(Point-per-instance localization data)
##############################

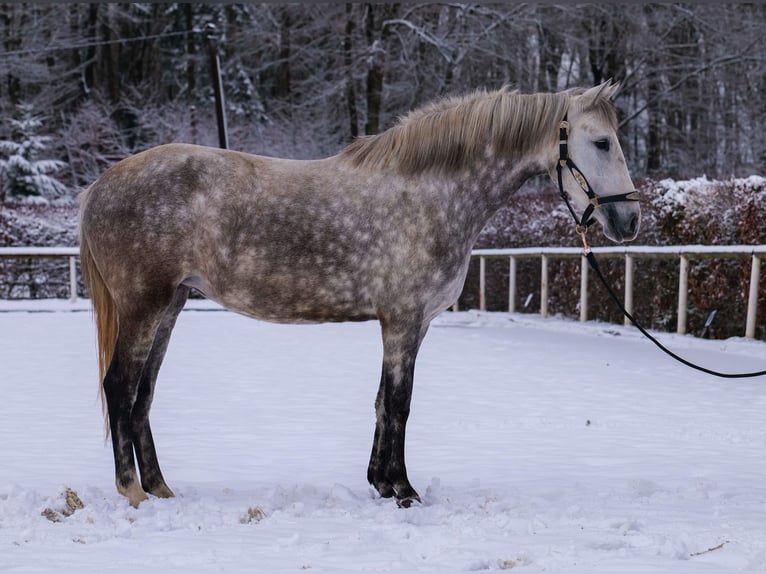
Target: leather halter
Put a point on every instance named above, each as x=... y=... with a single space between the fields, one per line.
x=594 y=201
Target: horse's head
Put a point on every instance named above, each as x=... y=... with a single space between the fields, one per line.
x=590 y=166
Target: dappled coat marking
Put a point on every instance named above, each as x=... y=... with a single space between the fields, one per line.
x=383 y=230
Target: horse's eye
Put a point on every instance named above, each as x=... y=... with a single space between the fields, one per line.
x=603 y=144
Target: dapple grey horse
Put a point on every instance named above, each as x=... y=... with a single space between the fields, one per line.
x=382 y=230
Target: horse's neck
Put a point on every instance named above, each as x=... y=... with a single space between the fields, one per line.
x=489 y=187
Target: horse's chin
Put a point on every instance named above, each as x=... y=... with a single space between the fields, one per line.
x=620 y=227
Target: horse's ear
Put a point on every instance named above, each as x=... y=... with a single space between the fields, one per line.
x=606 y=89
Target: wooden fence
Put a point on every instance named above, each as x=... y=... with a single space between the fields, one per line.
x=684 y=253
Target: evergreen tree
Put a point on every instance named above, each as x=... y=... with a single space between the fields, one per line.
x=22 y=171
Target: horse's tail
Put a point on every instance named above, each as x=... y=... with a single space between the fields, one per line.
x=104 y=310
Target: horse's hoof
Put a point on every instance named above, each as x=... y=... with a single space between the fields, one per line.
x=162 y=491
x=407 y=502
x=385 y=489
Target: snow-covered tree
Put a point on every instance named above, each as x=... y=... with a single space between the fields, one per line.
x=23 y=172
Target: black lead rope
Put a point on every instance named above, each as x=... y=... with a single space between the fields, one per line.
x=594 y=265
x=581 y=225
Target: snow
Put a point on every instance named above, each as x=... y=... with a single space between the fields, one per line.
x=536 y=445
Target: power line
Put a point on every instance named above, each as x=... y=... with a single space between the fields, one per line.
x=94 y=43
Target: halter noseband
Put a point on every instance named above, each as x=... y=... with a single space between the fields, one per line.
x=594 y=200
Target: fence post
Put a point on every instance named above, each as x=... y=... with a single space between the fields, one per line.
x=583 y=288
x=628 y=288
x=752 y=299
x=482 y=284
x=683 y=289
x=512 y=285
x=544 y=286
x=72 y=280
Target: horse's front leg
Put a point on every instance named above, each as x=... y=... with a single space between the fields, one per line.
x=387 y=471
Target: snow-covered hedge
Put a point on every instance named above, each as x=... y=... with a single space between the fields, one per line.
x=696 y=211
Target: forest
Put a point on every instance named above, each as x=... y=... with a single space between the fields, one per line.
x=84 y=85
x=103 y=80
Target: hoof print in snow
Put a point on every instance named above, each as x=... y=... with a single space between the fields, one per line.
x=254 y=514
x=73 y=503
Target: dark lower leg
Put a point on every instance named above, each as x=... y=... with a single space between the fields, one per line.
x=152 y=480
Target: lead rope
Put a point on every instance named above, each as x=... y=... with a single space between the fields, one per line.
x=594 y=265
x=581 y=228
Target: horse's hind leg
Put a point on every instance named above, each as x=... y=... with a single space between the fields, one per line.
x=387 y=471
x=138 y=325
x=152 y=480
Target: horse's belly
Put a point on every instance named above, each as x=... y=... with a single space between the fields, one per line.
x=289 y=299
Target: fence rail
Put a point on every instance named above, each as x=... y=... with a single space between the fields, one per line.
x=73 y=253
x=684 y=253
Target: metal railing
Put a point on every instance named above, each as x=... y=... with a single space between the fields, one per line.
x=684 y=253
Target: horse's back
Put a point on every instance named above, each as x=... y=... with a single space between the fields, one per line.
x=260 y=235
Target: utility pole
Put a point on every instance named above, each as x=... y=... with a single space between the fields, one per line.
x=215 y=71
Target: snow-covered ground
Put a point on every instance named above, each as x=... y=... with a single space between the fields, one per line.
x=537 y=446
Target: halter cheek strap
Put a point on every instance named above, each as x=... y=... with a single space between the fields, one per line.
x=594 y=200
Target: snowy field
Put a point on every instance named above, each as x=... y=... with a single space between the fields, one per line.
x=536 y=445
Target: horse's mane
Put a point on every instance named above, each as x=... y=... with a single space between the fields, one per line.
x=451 y=134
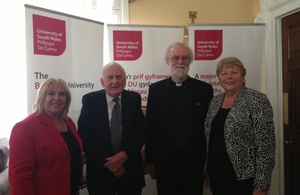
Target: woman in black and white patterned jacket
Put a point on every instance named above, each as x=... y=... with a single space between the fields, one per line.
x=240 y=136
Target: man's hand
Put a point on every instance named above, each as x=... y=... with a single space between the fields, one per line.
x=115 y=162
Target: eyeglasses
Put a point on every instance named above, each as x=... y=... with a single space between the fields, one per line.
x=175 y=59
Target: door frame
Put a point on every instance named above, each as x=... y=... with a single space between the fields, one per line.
x=271 y=15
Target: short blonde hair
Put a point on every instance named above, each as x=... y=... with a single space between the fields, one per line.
x=38 y=106
x=230 y=62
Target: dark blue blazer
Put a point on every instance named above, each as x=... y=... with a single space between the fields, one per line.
x=93 y=127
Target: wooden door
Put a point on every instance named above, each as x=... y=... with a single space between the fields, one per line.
x=291 y=98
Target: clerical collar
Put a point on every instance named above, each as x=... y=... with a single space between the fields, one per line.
x=178 y=84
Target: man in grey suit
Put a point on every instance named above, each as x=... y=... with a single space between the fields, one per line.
x=175 y=141
x=114 y=161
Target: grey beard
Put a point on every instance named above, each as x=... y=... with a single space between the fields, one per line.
x=179 y=74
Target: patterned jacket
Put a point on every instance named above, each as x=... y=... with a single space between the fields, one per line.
x=249 y=135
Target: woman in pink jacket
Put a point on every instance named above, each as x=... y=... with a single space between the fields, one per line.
x=45 y=149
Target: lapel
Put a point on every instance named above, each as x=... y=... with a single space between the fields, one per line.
x=126 y=108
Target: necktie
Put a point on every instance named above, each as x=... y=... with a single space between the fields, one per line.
x=116 y=126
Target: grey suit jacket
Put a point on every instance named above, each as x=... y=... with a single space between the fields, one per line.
x=93 y=127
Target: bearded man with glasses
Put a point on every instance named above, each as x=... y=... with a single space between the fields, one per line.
x=176 y=110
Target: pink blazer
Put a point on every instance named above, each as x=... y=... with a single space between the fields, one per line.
x=39 y=160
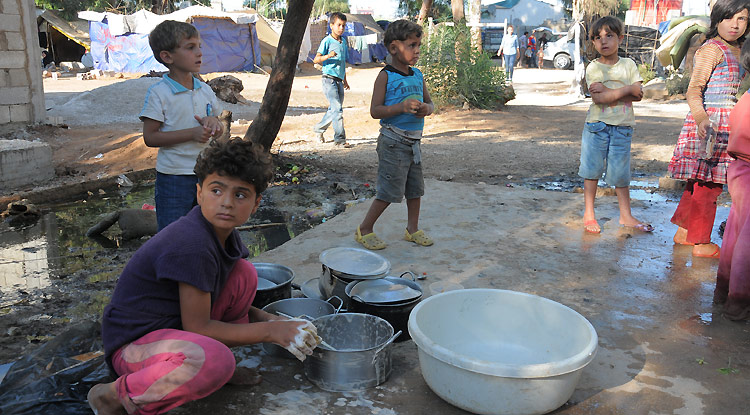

##############################

▶ What you need to do: Search the entries for the word "patterned" and show every line that has it.

▶ Written response:
Target: woman in black and white patterned jacket
Target: patterned jacket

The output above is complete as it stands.